● **Set exercise**:
Copy the records from the line that contains "compact form (841,96)." through the end of the records, replacing "marker" with "pin" and leaving everything else unchanged.

-*-

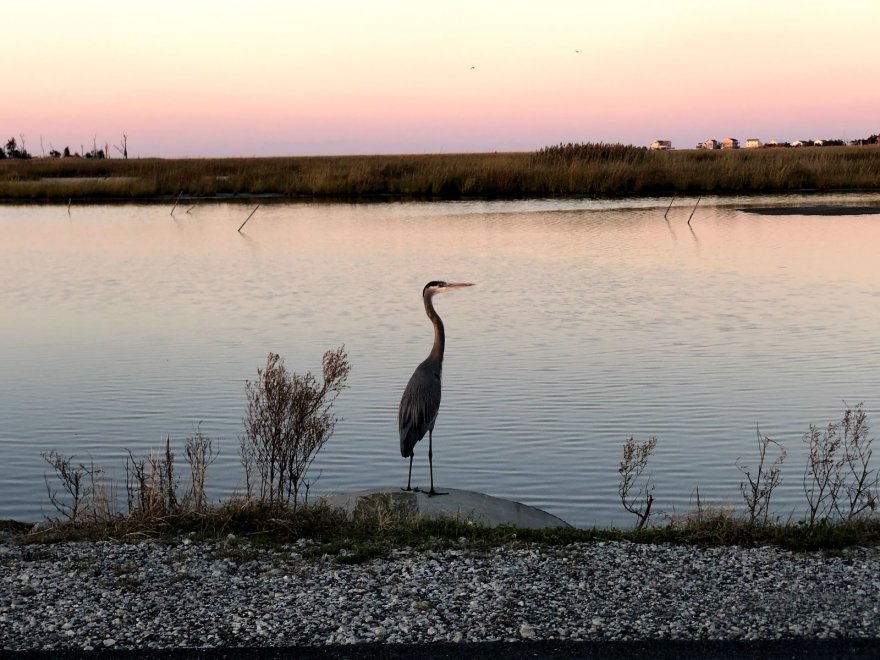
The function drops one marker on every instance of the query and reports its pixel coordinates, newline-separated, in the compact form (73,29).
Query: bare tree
(123,147)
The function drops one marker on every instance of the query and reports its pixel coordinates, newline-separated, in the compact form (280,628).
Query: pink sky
(199,78)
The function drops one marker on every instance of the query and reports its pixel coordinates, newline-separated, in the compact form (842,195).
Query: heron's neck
(439,332)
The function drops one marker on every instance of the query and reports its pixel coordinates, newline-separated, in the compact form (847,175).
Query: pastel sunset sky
(263,77)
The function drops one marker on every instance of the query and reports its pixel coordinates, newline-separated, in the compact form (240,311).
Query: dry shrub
(89,498)
(838,480)
(637,499)
(288,420)
(760,487)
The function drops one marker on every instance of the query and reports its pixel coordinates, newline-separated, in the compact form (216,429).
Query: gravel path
(153,595)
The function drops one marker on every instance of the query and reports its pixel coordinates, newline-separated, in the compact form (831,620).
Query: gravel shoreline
(152,595)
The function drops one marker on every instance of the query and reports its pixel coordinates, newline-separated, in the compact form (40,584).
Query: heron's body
(421,398)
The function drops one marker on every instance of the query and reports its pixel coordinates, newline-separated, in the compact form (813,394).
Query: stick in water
(248,218)
(175,202)
(695,208)
(669,207)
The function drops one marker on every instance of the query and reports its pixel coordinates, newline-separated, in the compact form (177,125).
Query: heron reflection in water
(421,398)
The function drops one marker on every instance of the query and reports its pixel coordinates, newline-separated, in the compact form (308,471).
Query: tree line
(15,149)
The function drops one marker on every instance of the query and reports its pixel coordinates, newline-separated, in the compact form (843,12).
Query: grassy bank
(352,540)
(570,170)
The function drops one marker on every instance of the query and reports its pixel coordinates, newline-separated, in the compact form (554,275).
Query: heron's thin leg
(432,492)
(409,476)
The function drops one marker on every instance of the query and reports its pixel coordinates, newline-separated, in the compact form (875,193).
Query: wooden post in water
(695,209)
(248,218)
(175,202)
(669,207)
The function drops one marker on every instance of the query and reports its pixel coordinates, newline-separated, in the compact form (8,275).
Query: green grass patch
(330,532)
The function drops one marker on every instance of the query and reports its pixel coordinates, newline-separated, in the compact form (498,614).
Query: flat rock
(480,508)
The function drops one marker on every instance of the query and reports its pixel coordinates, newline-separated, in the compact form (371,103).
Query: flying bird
(421,398)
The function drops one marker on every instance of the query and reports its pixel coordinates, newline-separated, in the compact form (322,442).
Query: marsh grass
(564,170)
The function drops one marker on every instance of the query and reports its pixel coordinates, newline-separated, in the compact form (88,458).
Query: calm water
(590,322)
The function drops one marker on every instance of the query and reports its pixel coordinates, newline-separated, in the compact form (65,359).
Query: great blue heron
(421,398)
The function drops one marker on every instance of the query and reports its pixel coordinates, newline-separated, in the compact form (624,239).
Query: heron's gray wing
(418,406)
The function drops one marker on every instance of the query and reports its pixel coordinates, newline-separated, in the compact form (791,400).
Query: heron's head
(439,286)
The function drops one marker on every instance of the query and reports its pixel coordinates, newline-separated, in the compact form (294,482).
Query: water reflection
(593,321)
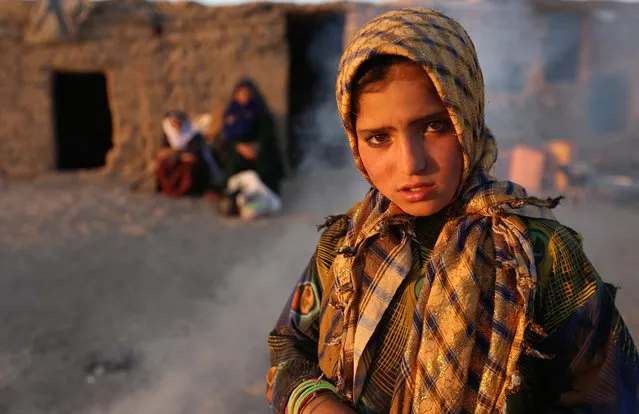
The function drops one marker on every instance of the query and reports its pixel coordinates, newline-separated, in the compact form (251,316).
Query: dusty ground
(85,265)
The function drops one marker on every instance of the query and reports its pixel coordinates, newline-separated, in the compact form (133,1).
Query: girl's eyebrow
(437,116)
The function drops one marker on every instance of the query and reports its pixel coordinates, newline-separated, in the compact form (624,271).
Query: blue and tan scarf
(476,301)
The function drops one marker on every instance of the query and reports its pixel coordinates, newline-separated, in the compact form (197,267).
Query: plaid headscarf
(476,300)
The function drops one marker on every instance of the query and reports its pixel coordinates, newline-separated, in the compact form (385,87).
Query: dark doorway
(82,120)
(316,44)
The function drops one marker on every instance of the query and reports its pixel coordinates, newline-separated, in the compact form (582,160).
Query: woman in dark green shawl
(248,140)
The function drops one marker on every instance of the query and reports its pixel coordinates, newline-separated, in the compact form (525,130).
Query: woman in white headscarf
(185,162)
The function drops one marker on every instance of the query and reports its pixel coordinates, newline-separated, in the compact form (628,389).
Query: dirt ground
(87,266)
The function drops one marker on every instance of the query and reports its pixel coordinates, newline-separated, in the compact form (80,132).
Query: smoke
(323,140)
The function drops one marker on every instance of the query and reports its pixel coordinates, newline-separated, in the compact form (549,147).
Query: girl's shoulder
(332,238)
(565,277)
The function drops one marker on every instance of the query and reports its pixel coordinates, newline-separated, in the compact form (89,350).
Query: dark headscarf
(245,117)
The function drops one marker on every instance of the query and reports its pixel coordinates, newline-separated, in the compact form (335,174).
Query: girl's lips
(416,194)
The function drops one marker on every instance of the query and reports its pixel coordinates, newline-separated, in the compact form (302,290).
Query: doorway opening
(82,117)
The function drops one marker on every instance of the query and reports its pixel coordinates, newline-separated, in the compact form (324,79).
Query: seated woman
(248,140)
(185,163)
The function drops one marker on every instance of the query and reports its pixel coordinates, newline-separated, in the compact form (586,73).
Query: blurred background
(118,301)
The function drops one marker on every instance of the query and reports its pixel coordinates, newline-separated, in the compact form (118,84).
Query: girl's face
(243,95)
(407,142)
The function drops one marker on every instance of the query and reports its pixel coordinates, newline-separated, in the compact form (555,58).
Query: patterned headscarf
(476,300)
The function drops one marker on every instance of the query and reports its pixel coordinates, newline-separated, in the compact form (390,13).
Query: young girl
(444,290)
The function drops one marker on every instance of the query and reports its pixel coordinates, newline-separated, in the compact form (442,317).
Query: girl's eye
(377,140)
(437,127)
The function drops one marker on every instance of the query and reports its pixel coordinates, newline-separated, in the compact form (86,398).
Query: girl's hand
(249,151)
(187,157)
(327,404)
(164,153)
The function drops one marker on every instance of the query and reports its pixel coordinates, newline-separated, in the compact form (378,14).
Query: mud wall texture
(155,58)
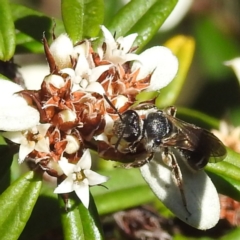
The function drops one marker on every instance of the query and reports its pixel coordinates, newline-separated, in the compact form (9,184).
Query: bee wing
(194,139)
(201,196)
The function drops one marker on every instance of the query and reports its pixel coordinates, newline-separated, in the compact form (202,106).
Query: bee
(146,132)
(160,131)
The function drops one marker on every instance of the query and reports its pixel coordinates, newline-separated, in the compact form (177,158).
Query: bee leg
(140,162)
(170,159)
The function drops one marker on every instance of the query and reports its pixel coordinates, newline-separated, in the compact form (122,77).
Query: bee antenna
(114,108)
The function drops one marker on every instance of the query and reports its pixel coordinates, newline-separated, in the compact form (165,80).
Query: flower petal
(15,137)
(82,191)
(95,87)
(16,114)
(65,187)
(161,63)
(62,49)
(201,196)
(68,168)
(43,145)
(127,42)
(25,149)
(86,161)
(94,178)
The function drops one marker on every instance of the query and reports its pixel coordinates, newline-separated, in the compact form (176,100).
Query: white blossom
(79,177)
(161,63)
(15,112)
(202,208)
(29,140)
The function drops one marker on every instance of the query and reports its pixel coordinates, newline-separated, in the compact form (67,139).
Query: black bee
(159,131)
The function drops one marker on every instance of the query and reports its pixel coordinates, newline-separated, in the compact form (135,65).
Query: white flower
(161,63)
(15,112)
(30,139)
(117,51)
(203,207)
(62,50)
(79,177)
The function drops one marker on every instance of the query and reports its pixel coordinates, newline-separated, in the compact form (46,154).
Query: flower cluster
(75,108)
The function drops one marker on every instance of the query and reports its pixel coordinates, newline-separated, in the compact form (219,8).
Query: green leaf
(7,32)
(82,18)
(79,222)
(125,188)
(214,50)
(226,175)
(43,221)
(183,48)
(150,23)
(198,118)
(91,223)
(128,16)
(16,205)
(142,17)
(29,36)
(6,157)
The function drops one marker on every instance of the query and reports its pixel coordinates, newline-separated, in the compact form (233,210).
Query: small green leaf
(79,222)
(183,48)
(28,37)
(128,16)
(125,188)
(142,17)
(16,205)
(82,18)
(7,32)
(226,175)
(152,20)
(198,118)
(91,223)
(6,157)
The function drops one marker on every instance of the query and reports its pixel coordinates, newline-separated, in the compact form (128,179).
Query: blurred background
(210,87)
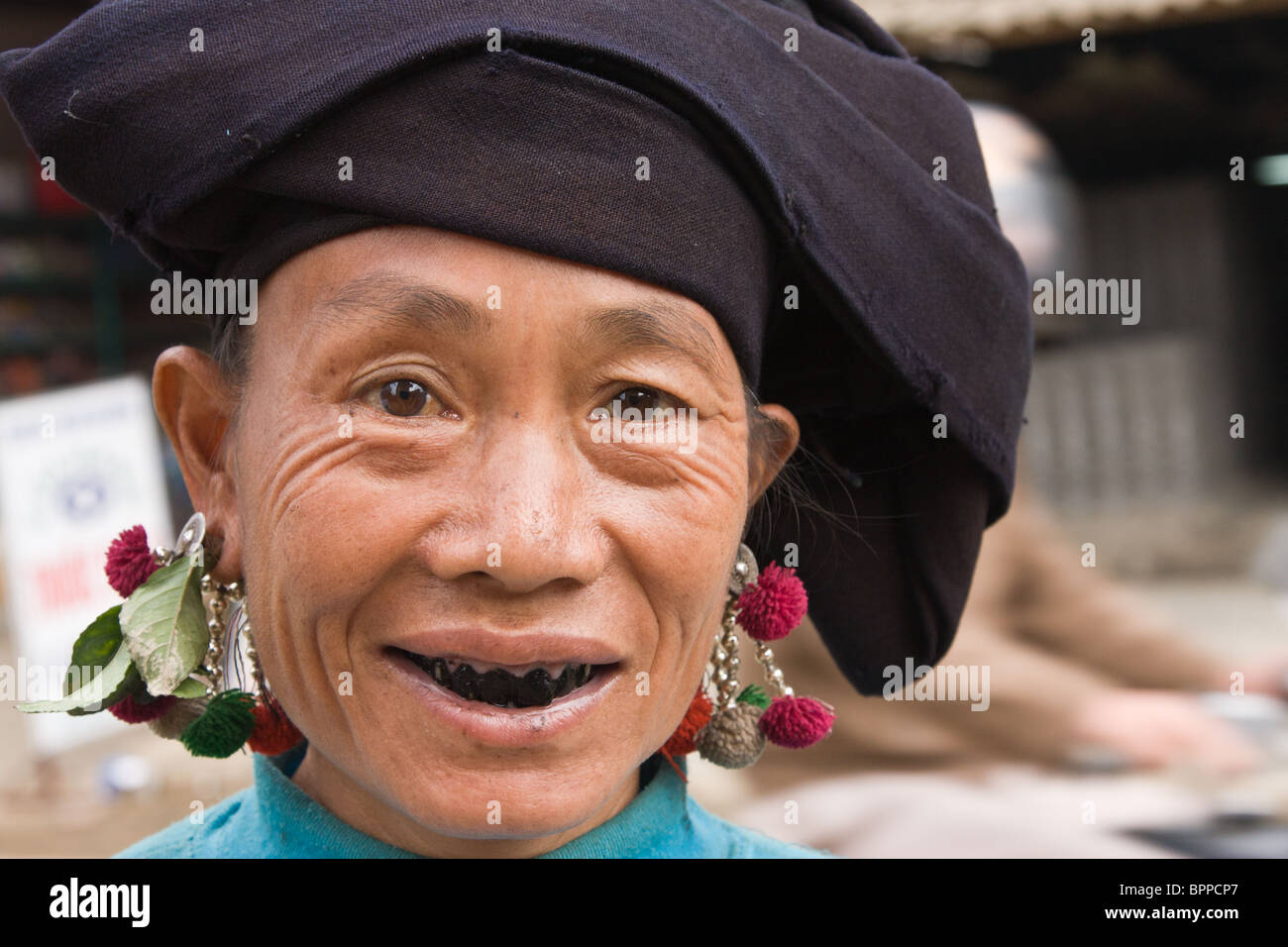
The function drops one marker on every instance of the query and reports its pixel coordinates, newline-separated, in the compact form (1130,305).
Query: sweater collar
(296,826)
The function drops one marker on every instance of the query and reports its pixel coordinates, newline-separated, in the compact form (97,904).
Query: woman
(482,589)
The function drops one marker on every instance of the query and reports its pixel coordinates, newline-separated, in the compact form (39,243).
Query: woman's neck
(349,801)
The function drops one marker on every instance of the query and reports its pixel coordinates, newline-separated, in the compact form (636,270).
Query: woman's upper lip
(514,648)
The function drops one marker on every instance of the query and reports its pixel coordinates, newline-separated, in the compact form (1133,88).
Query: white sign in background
(77,466)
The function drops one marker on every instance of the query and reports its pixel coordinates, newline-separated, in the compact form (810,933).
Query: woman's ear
(781,436)
(196,407)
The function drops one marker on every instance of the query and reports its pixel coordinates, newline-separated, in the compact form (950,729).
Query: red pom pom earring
(732,731)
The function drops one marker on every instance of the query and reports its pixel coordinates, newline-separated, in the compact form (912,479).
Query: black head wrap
(790,145)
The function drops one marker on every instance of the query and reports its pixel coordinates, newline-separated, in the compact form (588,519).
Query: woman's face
(419,488)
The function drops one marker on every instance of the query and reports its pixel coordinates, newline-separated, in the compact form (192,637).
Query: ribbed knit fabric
(274,818)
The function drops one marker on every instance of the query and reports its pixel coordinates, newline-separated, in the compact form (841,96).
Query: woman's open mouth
(505,686)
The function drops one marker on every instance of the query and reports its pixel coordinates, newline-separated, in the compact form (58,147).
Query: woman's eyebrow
(652,326)
(402,303)
(399,303)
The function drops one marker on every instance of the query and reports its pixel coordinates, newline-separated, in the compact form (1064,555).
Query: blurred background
(1131,611)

-*-

● **Finished exercise**:
The function drops one pin on every instance of the query and reports its pixel coordinates, newline-separated, in the compact form (841,96).
Query: woman's open mouth
(505,686)
The function drops one pin on every instance of the query and reports its pixel coordinates, newline-separated, in the compact form (58,147).
Query: woman's eyebrow
(652,326)
(402,303)
(399,303)
The function drops one pin on every instance of the query and reports its pixel coordinates, newline-separated, in the compact form (1064,555).
Query: blurred background
(1131,611)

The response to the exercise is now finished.